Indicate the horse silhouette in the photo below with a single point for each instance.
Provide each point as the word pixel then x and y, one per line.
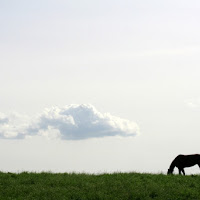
pixel 182 161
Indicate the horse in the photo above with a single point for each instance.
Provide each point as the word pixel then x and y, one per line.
pixel 182 161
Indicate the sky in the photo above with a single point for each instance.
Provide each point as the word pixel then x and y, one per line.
pixel 98 86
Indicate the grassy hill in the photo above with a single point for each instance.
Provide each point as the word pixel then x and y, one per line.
pixel 123 186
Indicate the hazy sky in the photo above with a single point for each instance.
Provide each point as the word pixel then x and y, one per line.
pixel 130 69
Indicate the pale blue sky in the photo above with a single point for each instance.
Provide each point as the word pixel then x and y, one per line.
pixel 138 60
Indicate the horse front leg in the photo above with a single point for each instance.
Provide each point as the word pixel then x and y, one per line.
pixel 183 172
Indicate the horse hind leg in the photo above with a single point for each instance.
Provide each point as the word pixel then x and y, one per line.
pixel 181 170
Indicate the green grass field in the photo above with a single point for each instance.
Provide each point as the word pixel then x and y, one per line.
pixel 115 186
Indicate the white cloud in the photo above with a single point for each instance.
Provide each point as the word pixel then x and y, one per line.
pixel 193 103
pixel 73 122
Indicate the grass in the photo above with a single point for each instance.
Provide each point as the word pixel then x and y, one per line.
pixel 117 186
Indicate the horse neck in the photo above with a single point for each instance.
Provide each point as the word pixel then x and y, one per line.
pixel 172 166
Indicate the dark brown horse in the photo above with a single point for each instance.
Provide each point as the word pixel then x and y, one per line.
pixel 182 161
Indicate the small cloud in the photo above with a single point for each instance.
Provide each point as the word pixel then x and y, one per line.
pixel 193 103
pixel 73 122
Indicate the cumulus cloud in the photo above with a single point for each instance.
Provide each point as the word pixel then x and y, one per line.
pixel 193 103
pixel 73 122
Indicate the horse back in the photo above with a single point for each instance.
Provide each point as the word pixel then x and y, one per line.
pixel 187 160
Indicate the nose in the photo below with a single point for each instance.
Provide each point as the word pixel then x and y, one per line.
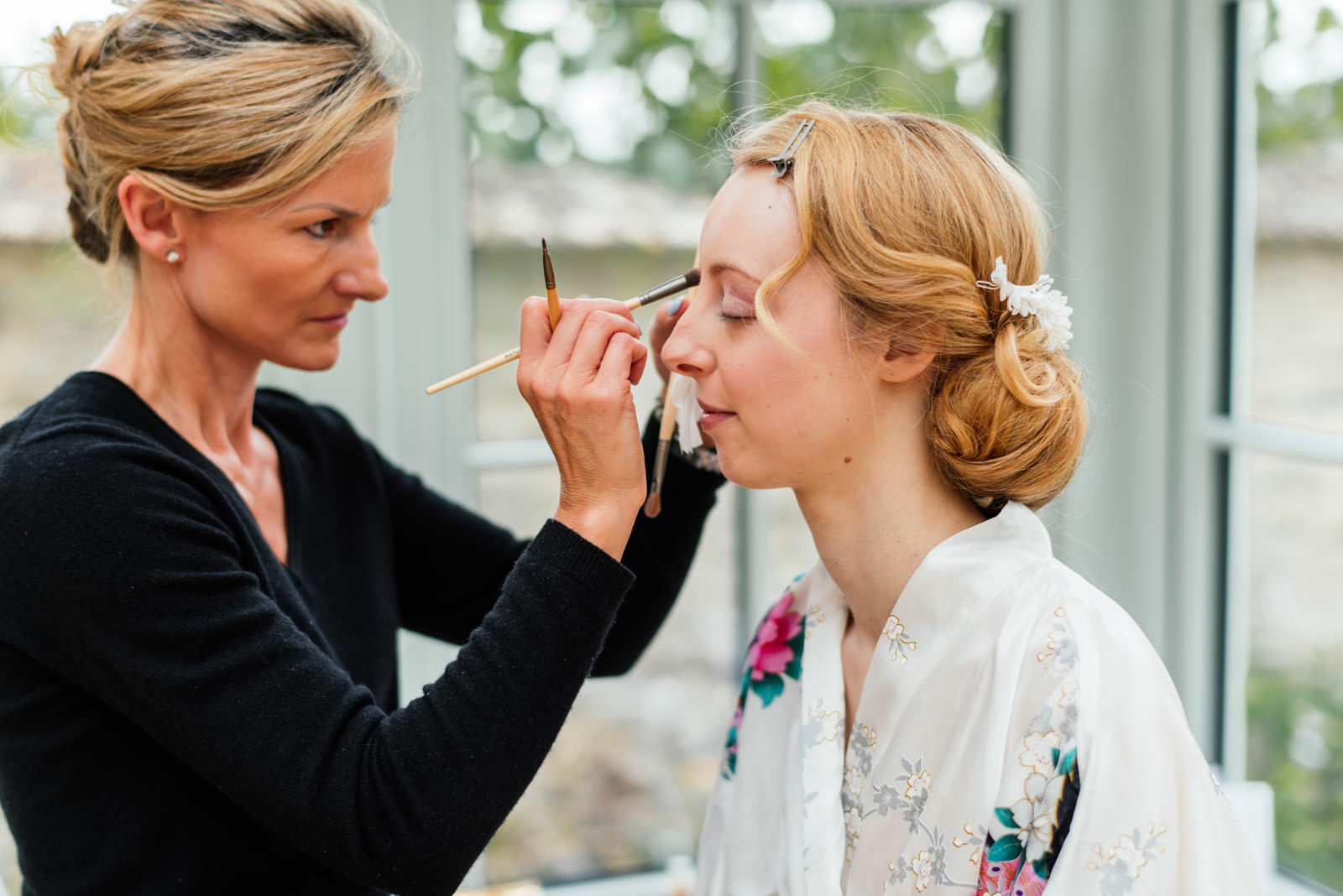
pixel 363 273
pixel 685 352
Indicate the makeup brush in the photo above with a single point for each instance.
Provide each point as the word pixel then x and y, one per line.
pixel 552 298
pixel 653 506
pixel 664 291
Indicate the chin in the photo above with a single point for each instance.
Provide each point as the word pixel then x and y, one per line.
pixel 308 362
pixel 745 475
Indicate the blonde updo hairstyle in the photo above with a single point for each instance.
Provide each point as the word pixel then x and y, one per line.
pixel 218 103
pixel 907 215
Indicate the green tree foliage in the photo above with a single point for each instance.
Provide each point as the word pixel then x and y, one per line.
pixel 20 114
pixel 671 76
pixel 1296 745
pixel 1300 93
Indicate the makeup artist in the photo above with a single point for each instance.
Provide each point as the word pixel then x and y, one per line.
pixel 201 581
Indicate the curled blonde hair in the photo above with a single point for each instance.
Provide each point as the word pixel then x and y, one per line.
pixel 218 103
pixel 907 215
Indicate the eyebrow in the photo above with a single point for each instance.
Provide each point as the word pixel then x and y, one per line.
pixel 340 211
pixel 719 270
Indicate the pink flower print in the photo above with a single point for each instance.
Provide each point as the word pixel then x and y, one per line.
pixel 1040 753
pixel 770 654
pixel 1009 879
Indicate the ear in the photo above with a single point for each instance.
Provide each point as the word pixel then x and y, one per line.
pixel 903 367
pixel 151 216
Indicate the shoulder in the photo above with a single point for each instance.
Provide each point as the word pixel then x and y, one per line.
pixel 91 428
pixel 301 420
pixel 319 435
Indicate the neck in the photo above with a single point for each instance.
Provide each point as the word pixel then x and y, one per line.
pixel 876 528
pixel 206 393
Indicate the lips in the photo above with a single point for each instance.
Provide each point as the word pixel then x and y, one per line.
pixel 333 320
pixel 711 416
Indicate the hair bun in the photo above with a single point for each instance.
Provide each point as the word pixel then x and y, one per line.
pixel 1011 425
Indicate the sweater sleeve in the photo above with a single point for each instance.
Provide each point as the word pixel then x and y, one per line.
pixel 138 591
pixel 658 553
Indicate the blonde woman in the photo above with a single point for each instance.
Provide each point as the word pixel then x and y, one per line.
pixel 203 580
pixel 939 706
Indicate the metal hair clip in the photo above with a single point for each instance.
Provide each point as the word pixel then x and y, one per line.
pixel 783 161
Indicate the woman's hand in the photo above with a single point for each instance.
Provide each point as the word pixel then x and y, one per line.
pixel 577 383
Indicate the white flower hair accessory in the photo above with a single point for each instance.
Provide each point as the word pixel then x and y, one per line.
pixel 1040 300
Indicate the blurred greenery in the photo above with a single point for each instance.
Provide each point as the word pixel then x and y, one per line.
pixel 680 55
pixel 22 116
pixel 1311 112
pixel 1296 745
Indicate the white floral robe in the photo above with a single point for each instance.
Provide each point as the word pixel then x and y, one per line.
pixel 1016 732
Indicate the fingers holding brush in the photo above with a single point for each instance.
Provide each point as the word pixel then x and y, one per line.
pixel 577 381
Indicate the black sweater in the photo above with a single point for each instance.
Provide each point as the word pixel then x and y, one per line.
pixel 181 712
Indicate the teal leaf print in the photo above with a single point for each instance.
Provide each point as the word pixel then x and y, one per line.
pixel 1005 849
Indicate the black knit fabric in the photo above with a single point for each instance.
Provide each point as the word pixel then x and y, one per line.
pixel 180 712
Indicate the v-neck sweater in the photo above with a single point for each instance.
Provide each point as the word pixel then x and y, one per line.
pixel 183 712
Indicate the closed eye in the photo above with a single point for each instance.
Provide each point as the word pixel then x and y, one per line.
pixel 321 230
pixel 736 309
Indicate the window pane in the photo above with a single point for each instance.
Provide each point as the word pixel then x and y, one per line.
pixel 943 60
pixel 1298 320
pixel 1295 738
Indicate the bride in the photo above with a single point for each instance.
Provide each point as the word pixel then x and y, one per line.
pixel 939 706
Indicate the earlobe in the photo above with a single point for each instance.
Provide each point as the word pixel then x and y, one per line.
pixel 151 216
pixel 901 367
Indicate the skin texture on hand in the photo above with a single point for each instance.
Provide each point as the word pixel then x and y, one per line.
pixel 577 381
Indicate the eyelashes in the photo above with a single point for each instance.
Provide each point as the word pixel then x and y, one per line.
pixel 736 309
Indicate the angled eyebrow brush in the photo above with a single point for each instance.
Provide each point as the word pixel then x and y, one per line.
pixel 658 293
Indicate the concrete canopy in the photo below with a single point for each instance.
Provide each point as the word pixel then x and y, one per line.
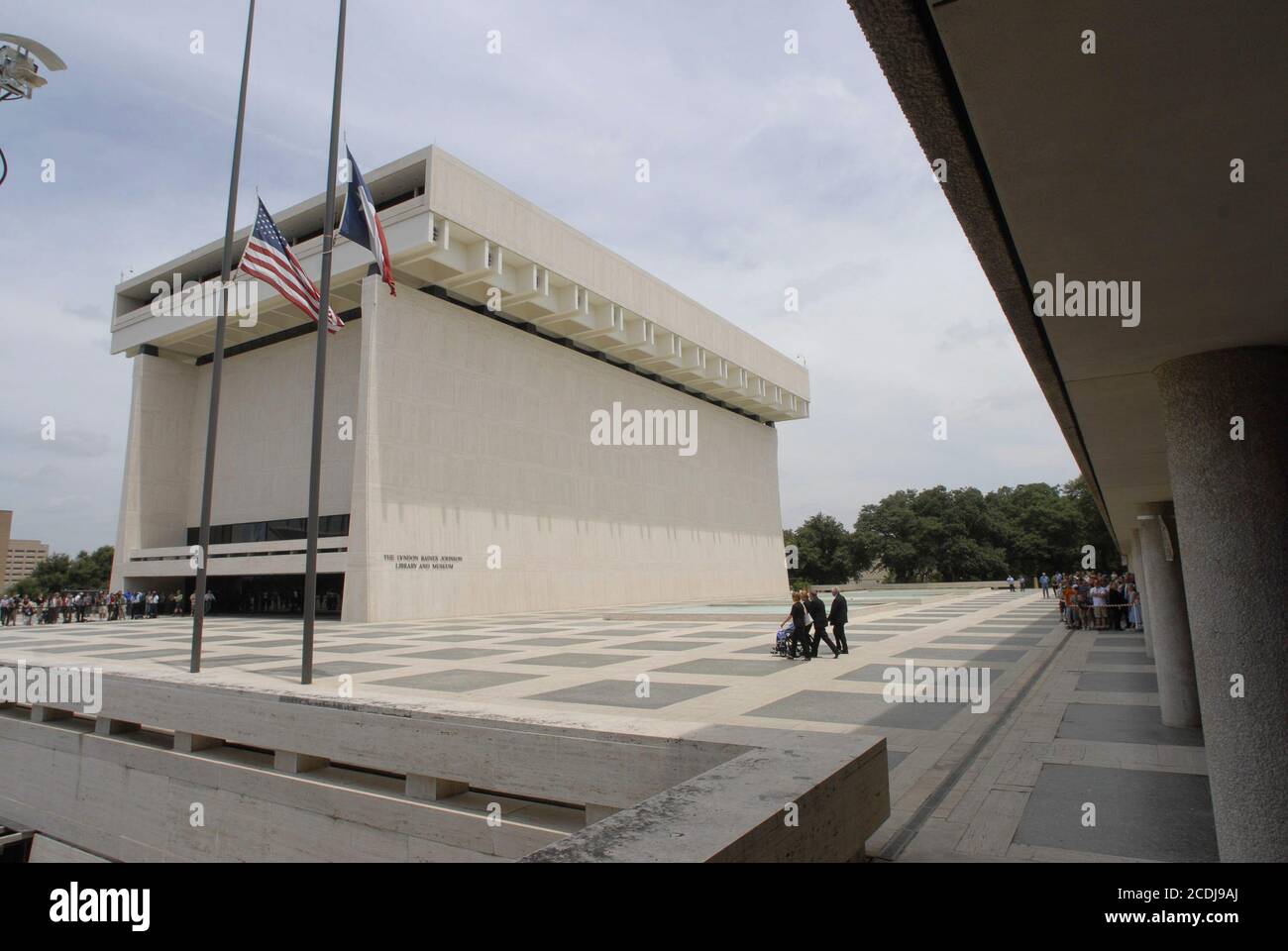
——
What this task involves |
Each line from the start of the entries through the line with "Indicate the horse in" is to be restated exactly, and the pictures are to be skipped.

Task response |
Indicate the horse silhouette in the photo below with a single point for each instance.
Provide each point as the word pixel then x and y, one per line.
pixel 182 161
Indicate the horse in the photo above with a single point for each instance.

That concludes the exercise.